--- TASK ITEM ---
Produce an exact transcript of all the records.

************

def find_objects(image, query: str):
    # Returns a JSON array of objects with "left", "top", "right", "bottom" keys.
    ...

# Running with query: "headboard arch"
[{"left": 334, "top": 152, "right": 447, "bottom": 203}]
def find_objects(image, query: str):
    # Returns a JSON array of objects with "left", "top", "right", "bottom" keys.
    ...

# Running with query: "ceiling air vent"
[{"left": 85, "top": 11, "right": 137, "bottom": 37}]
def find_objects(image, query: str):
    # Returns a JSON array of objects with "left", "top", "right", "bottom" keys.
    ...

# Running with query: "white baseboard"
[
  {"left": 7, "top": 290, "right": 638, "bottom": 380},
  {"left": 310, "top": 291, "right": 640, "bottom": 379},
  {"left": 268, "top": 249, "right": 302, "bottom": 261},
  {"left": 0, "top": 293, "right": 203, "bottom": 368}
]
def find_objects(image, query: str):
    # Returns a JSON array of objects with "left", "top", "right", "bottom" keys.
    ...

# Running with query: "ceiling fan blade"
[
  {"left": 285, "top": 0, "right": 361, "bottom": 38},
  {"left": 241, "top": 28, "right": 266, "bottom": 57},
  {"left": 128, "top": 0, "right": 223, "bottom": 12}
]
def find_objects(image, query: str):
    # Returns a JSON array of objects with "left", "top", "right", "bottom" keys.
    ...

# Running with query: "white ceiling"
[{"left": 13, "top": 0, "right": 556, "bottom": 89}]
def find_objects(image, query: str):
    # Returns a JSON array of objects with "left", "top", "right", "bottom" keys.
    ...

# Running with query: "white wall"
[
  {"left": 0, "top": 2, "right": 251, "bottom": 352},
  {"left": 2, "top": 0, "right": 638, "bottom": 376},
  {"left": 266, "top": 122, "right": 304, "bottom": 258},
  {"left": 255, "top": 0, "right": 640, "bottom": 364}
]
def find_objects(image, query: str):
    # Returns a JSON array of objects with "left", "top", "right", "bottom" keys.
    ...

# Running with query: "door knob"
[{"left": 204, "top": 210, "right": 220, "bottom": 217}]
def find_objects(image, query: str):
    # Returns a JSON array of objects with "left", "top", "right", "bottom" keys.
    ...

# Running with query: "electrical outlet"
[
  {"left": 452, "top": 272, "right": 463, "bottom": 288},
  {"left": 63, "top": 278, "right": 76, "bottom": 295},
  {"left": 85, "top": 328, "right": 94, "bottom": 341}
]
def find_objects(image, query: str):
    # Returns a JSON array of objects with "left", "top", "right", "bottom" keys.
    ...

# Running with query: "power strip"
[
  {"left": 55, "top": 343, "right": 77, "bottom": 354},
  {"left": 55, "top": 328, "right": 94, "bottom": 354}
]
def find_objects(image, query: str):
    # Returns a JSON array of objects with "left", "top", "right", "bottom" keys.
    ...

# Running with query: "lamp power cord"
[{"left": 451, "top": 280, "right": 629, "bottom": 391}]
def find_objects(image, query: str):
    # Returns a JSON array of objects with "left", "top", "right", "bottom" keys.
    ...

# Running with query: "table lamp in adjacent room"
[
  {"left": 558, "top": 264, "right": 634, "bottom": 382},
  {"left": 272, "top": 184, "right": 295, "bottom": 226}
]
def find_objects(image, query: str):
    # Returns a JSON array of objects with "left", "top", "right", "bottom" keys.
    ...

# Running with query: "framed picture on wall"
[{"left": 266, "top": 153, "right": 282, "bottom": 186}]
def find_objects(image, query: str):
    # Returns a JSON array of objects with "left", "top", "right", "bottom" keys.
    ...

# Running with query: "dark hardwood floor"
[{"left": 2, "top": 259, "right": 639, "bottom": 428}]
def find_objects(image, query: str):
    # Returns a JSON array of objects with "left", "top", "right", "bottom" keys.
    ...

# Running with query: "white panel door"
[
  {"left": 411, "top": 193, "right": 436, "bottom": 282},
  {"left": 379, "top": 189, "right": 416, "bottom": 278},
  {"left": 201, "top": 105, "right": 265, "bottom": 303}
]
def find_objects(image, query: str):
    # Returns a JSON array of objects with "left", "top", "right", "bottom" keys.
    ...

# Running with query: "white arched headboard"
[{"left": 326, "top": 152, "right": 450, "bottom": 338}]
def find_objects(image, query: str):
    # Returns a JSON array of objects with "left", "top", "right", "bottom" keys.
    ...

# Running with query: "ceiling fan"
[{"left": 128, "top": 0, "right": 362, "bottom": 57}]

************

--- SOLVED EXERCISE ---
def find_objects(image, query: str):
    # Returns a JSON array of objects with "left", "top", "right", "bottom" keys.
    ...

# Running with query: "headboard arch"
[{"left": 334, "top": 152, "right": 447, "bottom": 203}]
def find_objects(image, query: str):
    # Returns a JSON array of objects with "left", "top", "right", "bottom" keys.
    ...

# Running with query: "ceiling air vent"
[{"left": 85, "top": 11, "right": 137, "bottom": 37}]
def find_objects(image, query: str):
    # Returns a JSON array of objects with "left", "top", "right", "bottom" keys.
    ...

# Running with query: "white baseboard"
[
  {"left": 7, "top": 290, "right": 638, "bottom": 380},
  {"left": 310, "top": 291, "right": 640, "bottom": 379},
  {"left": 268, "top": 249, "right": 302, "bottom": 261},
  {"left": 0, "top": 293, "right": 203, "bottom": 368}
]
def find_objects(image, query: str):
    # Returns a JSON array of objects with "left", "top", "right", "bottom" keys.
    ...

# Running with query: "ceiling fan blade"
[
  {"left": 285, "top": 0, "right": 361, "bottom": 38},
  {"left": 241, "top": 28, "right": 266, "bottom": 57},
  {"left": 128, "top": 0, "right": 223, "bottom": 12}
]
def find_objects(image, query: str):
    # Returns a JSON array of objects with "left", "top", "right", "bottom" keys.
    ...

# Running with query: "white ceiling"
[{"left": 13, "top": 0, "right": 556, "bottom": 89}]
def find_objects(image, query: str):
    # Returns a JSON array of objects with "left", "top", "right", "bottom" keys.
    ...

# Running with query: "white wall"
[
  {"left": 0, "top": 2, "right": 251, "bottom": 352},
  {"left": 2, "top": 0, "right": 638, "bottom": 376},
  {"left": 266, "top": 122, "right": 304, "bottom": 258},
  {"left": 255, "top": 0, "right": 640, "bottom": 364}
]
def find_objects(image, query: str):
    # Returns a JSON array of objects with "left", "top", "right", "bottom" keys.
    ...

# Running with query: "door knob"
[{"left": 204, "top": 210, "right": 220, "bottom": 217}]
def find_objects(image, query: str):
    # Returns a JSON array of objects with "left", "top", "right", "bottom" keys.
    ...

# Running with query: "electrical outlet"
[
  {"left": 452, "top": 272, "right": 463, "bottom": 288},
  {"left": 63, "top": 278, "right": 76, "bottom": 295},
  {"left": 85, "top": 328, "right": 94, "bottom": 341}
]
def find_objects(image, query: str):
    # Returns a JSON array of objects with "left", "top", "right", "bottom" keys.
    ...

# Running with query: "power strip"
[
  {"left": 55, "top": 343, "right": 77, "bottom": 354},
  {"left": 55, "top": 328, "right": 94, "bottom": 354}
]
def find_objects(image, query: str):
    # Returns a JSON array of objects with "left", "top", "right", "bottom" keys.
    ...

# Running with query: "lamp power cord"
[{"left": 451, "top": 280, "right": 629, "bottom": 391}]
def find_objects(image, query: str):
    # Returns a JSON array of objects with "left", "top", "right", "bottom" keys.
    ...

# Running with query: "table lamp in adjacent room"
[
  {"left": 558, "top": 264, "right": 634, "bottom": 382},
  {"left": 272, "top": 184, "right": 295, "bottom": 226}
]
def find_objects(image, query: str):
    # Returns a JSON array of objects with "left", "top", "right", "bottom" keys.
    ...

# Running with query: "framed picture on wall"
[{"left": 266, "top": 153, "right": 282, "bottom": 186}]
def find_objects(image, query: str):
    # Returns a JSON array of objects with "left", "top", "right", "bottom" keys.
    ...

# Running with query: "dark hardwood floor"
[{"left": 2, "top": 259, "right": 639, "bottom": 428}]
def find_objects(image, query: str):
    # Returns a JSON array of objects with "left", "top", "right", "bottom" keys.
    ...

# Running with query: "white panel door"
[
  {"left": 411, "top": 193, "right": 436, "bottom": 282},
  {"left": 379, "top": 189, "right": 416, "bottom": 278},
  {"left": 201, "top": 105, "right": 265, "bottom": 303}
]
def find_objects(image, query: str):
    # Returns a JSON array of objects with "left", "top", "right", "bottom" keys.
    ...

# Running with query: "white arched headboard"
[{"left": 326, "top": 152, "right": 450, "bottom": 338}]
def find_objects(image, query: str):
    # Returns a JSON array of objects with "left", "top", "right", "bottom" keys.
    ...

# Running with query: "ceiling fan"
[{"left": 128, "top": 0, "right": 362, "bottom": 57}]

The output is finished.